[Texte à lire]
Le Grenelle contre les violences conjugales vient de se clôturer. Trente mesures sont proposées pour combattre le fléau des violences faites aux femmes.
par Jean-Paul Briand
La mesure 6
La mesure 6 consiste à affranchir les médecins du secret médical. Cette mesure est ainsi rédigée : « Les professionnels de santé pourront lever le secret médical en cas de danger immédiat pour la victime, parce que sauver des vies est notre priorité absolue. Le secret professionnel constitue l’un des fondamentaux de l’exercice médical et garantit la nécessaire relation de confiance entre un professionnel et un patient. Toutefois, dans des situations bien définies, la déontologie médicale exige de déroger au secret professionnel. Le code pénal prévoit ainsi ces dérogations pour les mineurs ou les majeurs considérés vulnérables victimes de violences. Néanmoins, seulement 5% des alertes de mise en danger d’une personne pour violences conjugales sont données par des professionnels de santé. Face à ce constat, à la fois pour sauver des vies, protéger les victimes tout en sécurisant les professionnels, il sera possible-mais non obligatoire pour ces derniers de déroger au secret médical en signalant l’existence d’un danger immédiat pour la victime, notamment en cas de risque de renouvellement des violences, lorsque son accord ne peut être obtenu. Cette évolution est travaillée en concertation avec le Conseil national de l’Ordre des médecins ».

[Données fournies]

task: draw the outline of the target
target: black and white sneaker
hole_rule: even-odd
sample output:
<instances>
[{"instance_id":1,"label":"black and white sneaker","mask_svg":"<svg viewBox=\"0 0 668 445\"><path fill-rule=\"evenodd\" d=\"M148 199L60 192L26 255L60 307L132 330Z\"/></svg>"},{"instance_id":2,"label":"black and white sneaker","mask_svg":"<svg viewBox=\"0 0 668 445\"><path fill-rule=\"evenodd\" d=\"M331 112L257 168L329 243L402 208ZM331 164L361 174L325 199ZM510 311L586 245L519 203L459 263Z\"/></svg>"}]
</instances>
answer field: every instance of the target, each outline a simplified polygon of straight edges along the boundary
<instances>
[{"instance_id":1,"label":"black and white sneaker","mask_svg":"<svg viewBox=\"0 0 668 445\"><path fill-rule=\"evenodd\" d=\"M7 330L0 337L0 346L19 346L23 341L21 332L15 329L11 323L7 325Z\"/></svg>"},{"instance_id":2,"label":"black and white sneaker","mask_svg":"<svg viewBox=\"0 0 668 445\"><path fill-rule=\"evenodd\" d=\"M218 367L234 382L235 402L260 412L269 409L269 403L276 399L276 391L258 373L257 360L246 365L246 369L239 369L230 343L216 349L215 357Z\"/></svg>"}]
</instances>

[Consigne 1] Recopiez fidèlement le passage du texte sur le secret médical qui va de « Le Grenelle contre » jusqu'à « faites aux femmes. ».
[Consigne 2] D'après le texte sur le secret médical, quelle part des alertes de mise en danger pour violences conjugales est donnée par des professionnels de santé ?

[Production attendue 1]
Le Grenelle contre les violences conjugales vient de se clôturer. Trente mesures sont proposées pour combattre le fléau des violences faites aux femmes.

[Production attendue 2] Seulement 5 % de ces alertes sont données par des professionnels de santé.